## TASK OBJECTIVE
Switch every "sample run" to "demo run" across all the records below, keeping everything else unchanged and leaving the pictures out of your answer.

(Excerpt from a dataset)
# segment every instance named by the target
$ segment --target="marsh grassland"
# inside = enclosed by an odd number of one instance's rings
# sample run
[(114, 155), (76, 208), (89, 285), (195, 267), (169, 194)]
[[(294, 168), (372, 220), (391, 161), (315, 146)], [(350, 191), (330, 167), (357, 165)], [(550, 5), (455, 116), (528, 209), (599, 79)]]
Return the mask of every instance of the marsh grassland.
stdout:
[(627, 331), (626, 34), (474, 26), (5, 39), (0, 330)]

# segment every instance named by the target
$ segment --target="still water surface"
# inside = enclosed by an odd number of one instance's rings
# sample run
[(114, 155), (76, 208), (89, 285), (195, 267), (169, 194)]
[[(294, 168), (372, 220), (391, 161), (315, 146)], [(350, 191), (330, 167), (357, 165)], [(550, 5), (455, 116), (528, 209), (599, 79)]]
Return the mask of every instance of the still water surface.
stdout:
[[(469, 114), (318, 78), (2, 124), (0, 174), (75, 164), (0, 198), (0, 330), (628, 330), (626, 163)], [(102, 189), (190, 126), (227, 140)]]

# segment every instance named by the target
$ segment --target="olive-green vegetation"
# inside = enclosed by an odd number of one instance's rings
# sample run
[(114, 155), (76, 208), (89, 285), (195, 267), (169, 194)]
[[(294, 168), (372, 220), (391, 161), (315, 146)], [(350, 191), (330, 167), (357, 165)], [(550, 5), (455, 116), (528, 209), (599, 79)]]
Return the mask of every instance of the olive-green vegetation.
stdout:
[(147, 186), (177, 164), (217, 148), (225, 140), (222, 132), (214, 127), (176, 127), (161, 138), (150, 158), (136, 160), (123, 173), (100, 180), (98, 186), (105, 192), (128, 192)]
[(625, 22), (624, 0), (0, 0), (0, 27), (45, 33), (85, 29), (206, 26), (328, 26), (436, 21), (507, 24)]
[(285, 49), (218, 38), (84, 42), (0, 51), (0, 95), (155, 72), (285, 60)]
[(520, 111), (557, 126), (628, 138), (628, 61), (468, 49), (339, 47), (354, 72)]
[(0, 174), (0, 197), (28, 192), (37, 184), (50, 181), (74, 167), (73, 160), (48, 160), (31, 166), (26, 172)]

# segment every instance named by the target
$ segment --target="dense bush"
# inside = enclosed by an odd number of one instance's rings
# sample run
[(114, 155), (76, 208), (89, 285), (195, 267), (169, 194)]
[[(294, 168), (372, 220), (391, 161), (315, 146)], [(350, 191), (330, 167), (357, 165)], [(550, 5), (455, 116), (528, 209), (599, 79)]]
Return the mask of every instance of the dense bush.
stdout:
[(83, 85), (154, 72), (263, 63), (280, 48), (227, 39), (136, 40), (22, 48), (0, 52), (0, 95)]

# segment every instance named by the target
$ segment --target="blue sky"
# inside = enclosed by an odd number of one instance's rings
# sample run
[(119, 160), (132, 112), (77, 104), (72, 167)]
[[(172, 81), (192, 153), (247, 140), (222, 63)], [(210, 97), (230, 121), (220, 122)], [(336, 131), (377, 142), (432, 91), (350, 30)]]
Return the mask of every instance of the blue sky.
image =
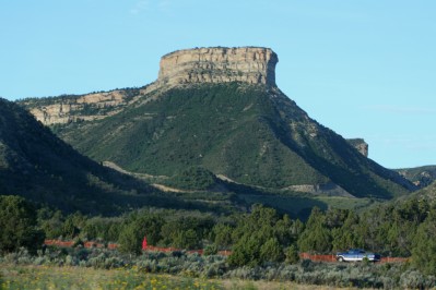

## CORRECT OUTPUT
# segment every instance named by the target
$ segment --target="marsh grassland"
# inside = enclosed by an odd number of one instance's rings
# demo run
[(114, 155), (76, 208), (89, 285), (195, 267), (169, 194)]
[[(294, 168), (372, 220), (391, 161), (315, 146)], [(350, 191), (330, 167), (357, 165)], [(550, 5), (455, 116), (528, 209), (599, 79)]]
Return the mask of every instance of the marsh grassland.
stdout:
[(627, 331), (626, 34), (474, 26), (5, 39), (0, 330)]

# segment every instance named by the target
$ segment --target="still water surface"
# inside = enclosed by an odd number of one instance's rings
# demo run
[(114, 155), (76, 208), (89, 285), (195, 267), (169, 194)]
[[(294, 168), (372, 220), (391, 161), (315, 146)], [(350, 191), (330, 167), (357, 165)], [(550, 5), (455, 116), (528, 209), (599, 79)]]
Return the mask of every instance of the still water surface.
stdout:
[[(469, 114), (318, 78), (2, 124), (0, 174), (75, 164), (0, 198), (0, 330), (628, 330), (626, 163)], [(102, 189), (190, 126), (227, 140)]]

# segment every instance named by the target
$ segment --target="olive-green vegetation"
# inside = enclosed by an odd number of one instance's rings
# demo run
[(114, 155), (76, 208), (89, 285), (195, 267), (169, 194)]
[[(294, 168), (372, 220), (391, 161), (315, 146)], [(350, 191), (330, 167), (357, 165)], [(550, 5), (455, 116), (528, 209), (599, 79)]]
Return the mask of every instance of the olive-green vegetation.
stdout:
[(147, 186), (177, 164), (217, 148), (225, 140), (222, 132), (214, 127), (176, 127), (161, 138), (150, 158), (136, 160), (123, 173), (100, 180), (98, 186), (105, 192), (128, 192)]
[(625, 22), (624, 0), (0, 0), (0, 27), (45, 33), (85, 29), (206, 26), (328, 26), (436, 21), (507, 24)]
[(285, 49), (218, 38), (84, 42), (0, 51), (0, 95), (155, 72), (285, 60)]
[(520, 111), (557, 126), (628, 138), (628, 61), (468, 49), (339, 47), (354, 72)]
[(0, 174), (0, 197), (28, 192), (37, 184), (50, 181), (74, 167), (73, 160), (48, 160), (31, 166), (26, 172)]

# segment every instance named by the target
$ segment --target="dense bush"
# inside = enclosed by an odd number of one instance's rings
# demo run
[(114, 155), (76, 208), (89, 285), (195, 267), (169, 194)]
[[(294, 168), (372, 220), (391, 161), (315, 146)], [(350, 191), (330, 167), (357, 165)], [(550, 5), (455, 116), (528, 209), (599, 79)]]
Return the mask of every instance of the dense bush.
stdout:
[(83, 85), (154, 72), (263, 63), (280, 48), (227, 39), (136, 40), (22, 48), (0, 52), (0, 95)]

# segment every instance named by the target
$ segment --target="blue sky"
# inside = enclosed by an odd number of one instance's rings
# demo run
[(119, 160), (132, 112), (77, 104), (72, 167)]
[[(172, 81), (192, 153), (247, 140), (222, 63)], [(210, 97), (230, 121), (220, 122)], [(336, 131), (377, 142), (432, 91), (350, 30)]]
Return the mask of every instance of the blue sky.
image =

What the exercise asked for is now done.